PROBLEM TO WORK ON
Retype exactly the lines that run from the line with "glass tumbler | outline every instance" to the final line of the entries, keeping both ends and nothing else.

DATASET RECORDS

>>>

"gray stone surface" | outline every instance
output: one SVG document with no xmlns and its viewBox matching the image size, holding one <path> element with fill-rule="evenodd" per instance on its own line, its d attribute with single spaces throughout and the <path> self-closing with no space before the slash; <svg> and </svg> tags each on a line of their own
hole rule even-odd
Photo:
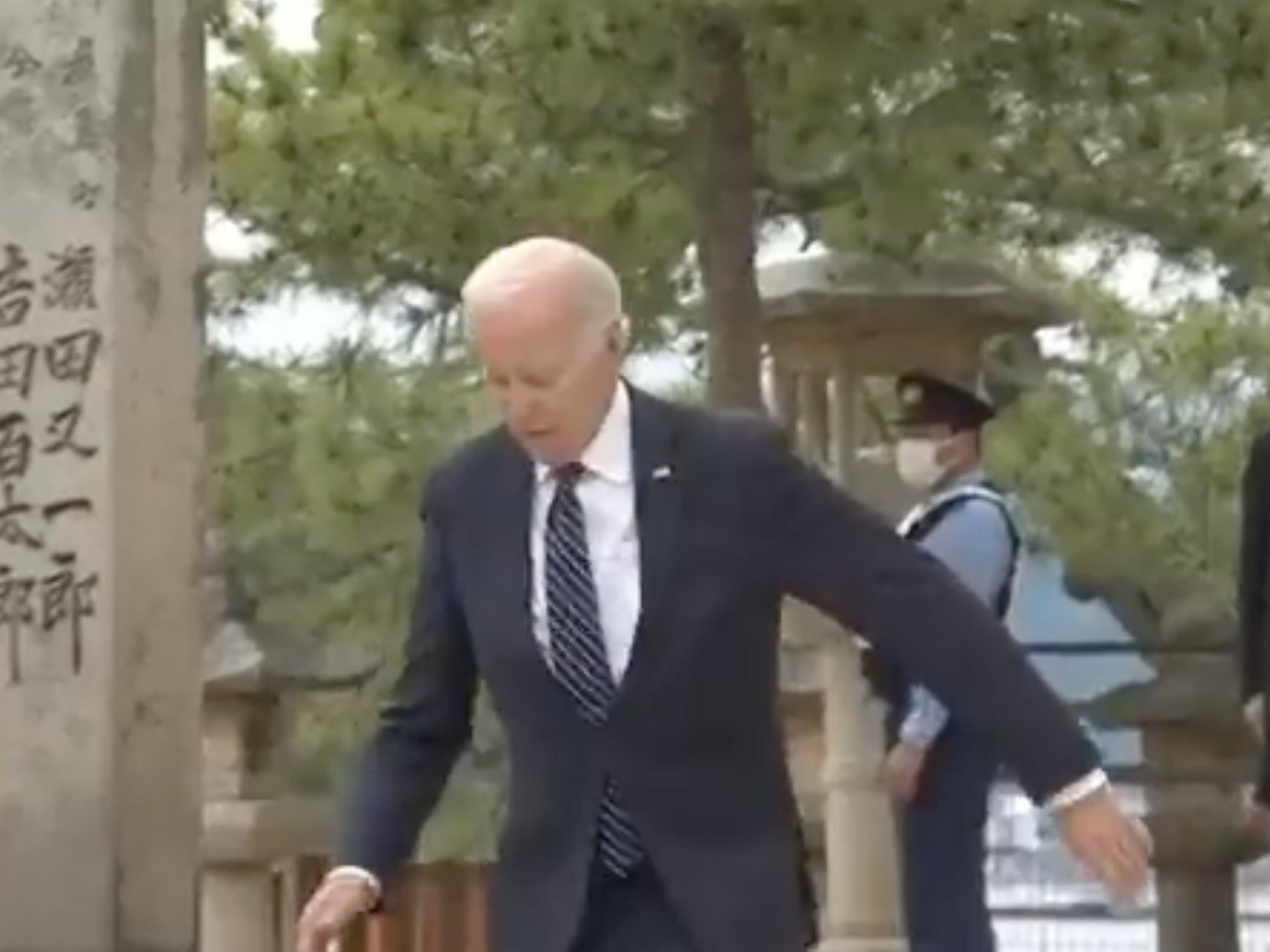
<svg viewBox="0 0 1270 952">
<path fill-rule="evenodd" d="M 193 0 L 0 0 L 0 952 L 190 949 Z"/>
</svg>

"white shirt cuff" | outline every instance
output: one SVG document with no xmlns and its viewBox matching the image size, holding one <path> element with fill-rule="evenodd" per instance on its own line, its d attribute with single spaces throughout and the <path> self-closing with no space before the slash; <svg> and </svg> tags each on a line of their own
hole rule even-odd
<svg viewBox="0 0 1270 952">
<path fill-rule="evenodd" d="M 331 882 L 333 880 L 361 880 L 371 890 L 372 900 L 375 902 L 380 901 L 380 881 L 368 869 L 363 869 L 359 866 L 337 866 L 324 877 L 325 882 Z"/>
<path fill-rule="evenodd" d="M 1097 793 L 1104 790 L 1110 781 L 1107 779 L 1106 770 L 1097 769 L 1092 773 L 1087 773 L 1081 779 L 1074 783 L 1069 783 L 1058 791 L 1054 796 L 1049 798 L 1045 803 L 1046 810 L 1064 810 L 1066 807 L 1078 803 L 1086 797 Z"/>
</svg>

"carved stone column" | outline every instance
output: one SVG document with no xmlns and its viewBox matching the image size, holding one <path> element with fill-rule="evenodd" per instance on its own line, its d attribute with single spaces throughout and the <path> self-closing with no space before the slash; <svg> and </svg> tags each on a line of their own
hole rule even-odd
<svg viewBox="0 0 1270 952">
<path fill-rule="evenodd" d="M 5 952 L 196 943 L 199 9 L 0 0 Z"/>
</svg>

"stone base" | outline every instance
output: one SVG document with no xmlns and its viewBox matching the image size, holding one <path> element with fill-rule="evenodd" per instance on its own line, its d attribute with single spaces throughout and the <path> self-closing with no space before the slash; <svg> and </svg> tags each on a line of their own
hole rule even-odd
<svg viewBox="0 0 1270 952">
<path fill-rule="evenodd" d="M 815 952 L 908 952 L 908 941 L 898 935 L 831 935 Z"/>
</svg>

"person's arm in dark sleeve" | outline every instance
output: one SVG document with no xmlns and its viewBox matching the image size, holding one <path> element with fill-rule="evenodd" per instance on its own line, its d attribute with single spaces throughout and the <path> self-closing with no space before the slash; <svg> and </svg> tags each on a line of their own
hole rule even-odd
<svg viewBox="0 0 1270 952">
<path fill-rule="evenodd" d="M 1238 605 L 1240 677 L 1245 702 L 1265 691 L 1266 637 L 1266 529 L 1270 528 L 1270 433 L 1261 434 L 1248 452 L 1241 485 Z"/>
<path fill-rule="evenodd" d="M 775 438 L 756 447 L 763 555 L 786 594 L 893 655 L 994 745 L 1036 803 L 1066 805 L 1071 791 L 1105 783 L 1096 749 L 1063 702 L 947 569 Z"/>
<path fill-rule="evenodd" d="M 370 873 L 377 892 L 409 861 L 471 739 L 476 663 L 446 539 L 444 512 L 425 505 L 405 665 L 343 815 L 338 866 Z"/>
</svg>

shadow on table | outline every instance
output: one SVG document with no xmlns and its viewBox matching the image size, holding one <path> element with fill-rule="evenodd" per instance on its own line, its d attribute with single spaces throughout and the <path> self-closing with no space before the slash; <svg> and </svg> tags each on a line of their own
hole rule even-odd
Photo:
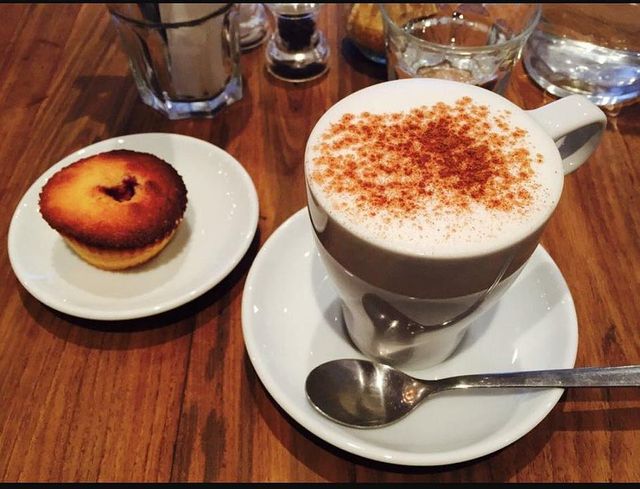
<svg viewBox="0 0 640 489">
<path fill-rule="evenodd" d="M 260 229 L 256 231 L 240 263 L 218 285 L 187 304 L 155 316 L 122 321 L 96 321 L 70 316 L 44 306 L 22 287 L 20 297 L 33 321 L 64 341 L 101 350 L 145 348 L 193 333 L 202 324 L 196 320 L 200 313 L 229 294 L 229 301 L 235 300 L 242 293 L 237 285 L 248 273 L 258 253 L 259 244 Z M 57 320 L 51 321 L 51 315 L 47 320 L 42 320 L 45 309 Z"/>
<path fill-rule="evenodd" d="M 93 142 L 113 136 L 140 132 L 169 132 L 199 137 L 225 148 L 247 125 L 252 114 L 252 93 L 243 84 L 242 99 L 223 107 L 212 117 L 170 120 L 140 99 L 130 75 L 79 76 L 74 82 L 74 97 L 65 123 L 88 120 L 103 126 L 102 136 Z M 83 132 L 78 133 L 83 137 Z M 84 140 L 84 144 L 86 140 Z"/>
<path fill-rule="evenodd" d="M 565 392 L 560 402 L 538 426 L 520 440 L 491 454 L 467 462 L 437 467 L 387 464 L 336 448 L 293 420 L 260 383 L 246 354 L 245 371 L 255 405 L 271 433 L 296 459 L 318 476 L 332 482 L 345 482 L 346 479 L 354 482 L 356 471 L 351 465 L 372 471 L 397 474 L 398 479 L 403 481 L 463 481 L 469 480 L 472 473 L 476 474 L 478 481 L 480 481 L 482 477 L 478 474 L 485 471 L 473 471 L 472 469 L 482 464 L 491 466 L 486 470 L 487 481 L 509 481 L 540 454 L 557 431 L 612 432 L 640 429 L 637 407 L 615 407 L 617 402 L 640 401 L 640 393 L 637 389 L 585 389 L 581 390 L 580 396 L 572 396 L 573 401 L 570 407 L 566 402 L 567 393 Z M 611 403 L 613 407 L 591 410 L 580 408 L 581 401 L 589 403 L 603 399 Z M 292 435 L 288 430 L 285 431 L 279 427 L 279 423 L 283 422 L 295 427 L 296 430 Z M 309 449 L 309 443 L 314 445 L 314 449 Z M 344 464 L 346 467 L 341 468 L 340 466 Z M 349 476 L 338 480 L 335 474 L 349 474 Z"/>
</svg>

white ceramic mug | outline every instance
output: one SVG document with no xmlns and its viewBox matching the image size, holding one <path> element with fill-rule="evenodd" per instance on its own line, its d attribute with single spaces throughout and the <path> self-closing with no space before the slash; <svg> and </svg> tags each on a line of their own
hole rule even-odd
<svg viewBox="0 0 640 489">
<path fill-rule="evenodd" d="M 312 183 L 321 135 L 345 113 L 402 112 L 470 97 L 512 114 L 531 149 L 550 165 L 555 200 L 524 230 L 499 245 L 425 255 L 372 239 L 350 228 Z M 600 109 L 581 96 L 524 111 L 498 94 L 435 79 L 394 80 L 367 87 L 331 107 L 314 127 L 305 153 L 308 208 L 321 259 L 337 287 L 349 336 L 366 356 L 387 364 L 424 368 L 445 360 L 469 325 L 496 303 L 538 245 L 560 197 L 564 176 L 595 150 L 606 126 Z M 314 149 L 316 148 L 316 149 Z M 362 231 L 364 229 L 364 231 Z M 475 249 L 473 249 L 475 247 Z"/>
</svg>

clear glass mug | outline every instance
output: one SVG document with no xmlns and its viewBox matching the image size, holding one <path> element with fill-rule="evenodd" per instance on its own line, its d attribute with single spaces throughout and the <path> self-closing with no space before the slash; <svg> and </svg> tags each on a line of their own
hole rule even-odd
<svg viewBox="0 0 640 489">
<path fill-rule="evenodd" d="M 537 4 L 381 4 L 390 80 L 430 77 L 504 93 Z"/>
<path fill-rule="evenodd" d="M 169 119 L 212 116 L 242 98 L 231 3 L 108 4 L 142 100 Z"/>
</svg>

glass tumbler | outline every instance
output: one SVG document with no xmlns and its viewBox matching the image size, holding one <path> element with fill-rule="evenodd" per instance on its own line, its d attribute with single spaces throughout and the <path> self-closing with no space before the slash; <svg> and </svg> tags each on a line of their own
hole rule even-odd
<svg viewBox="0 0 640 489">
<path fill-rule="evenodd" d="M 108 4 L 141 99 L 169 119 L 212 116 L 242 98 L 231 3 Z"/>
<path fill-rule="evenodd" d="M 443 78 L 499 94 L 540 19 L 537 4 L 396 3 L 380 9 L 390 80 Z"/>
<path fill-rule="evenodd" d="M 640 100 L 640 4 L 545 4 L 524 66 L 558 97 L 603 107 Z"/>
</svg>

<<<

SOLUTION
glass tumbler | outline every instance
output: one SVG document with no xmlns and its viewBox matching the image size, holding one <path> element with fill-rule="evenodd" per instance on its own line, its d attribute with single spaces throughout and the <path> self-closing with no space before the slash; <svg> and </svg> tags each on a line of their own
hole rule even-odd
<svg viewBox="0 0 640 489">
<path fill-rule="evenodd" d="M 108 4 L 141 99 L 169 119 L 212 116 L 242 98 L 231 3 Z"/>
<path fill-rule="evenodd" d="M 443 78 L 499 94 L 540 19 L 537 4 L 396 3 L 380 9 L 390 80 Z"/>
<path fill-rule="evenodd" d="M 640 100 L 640 4 L 545 4 L 524 66 L 558 97 L 603 107 Z"/>
</svg>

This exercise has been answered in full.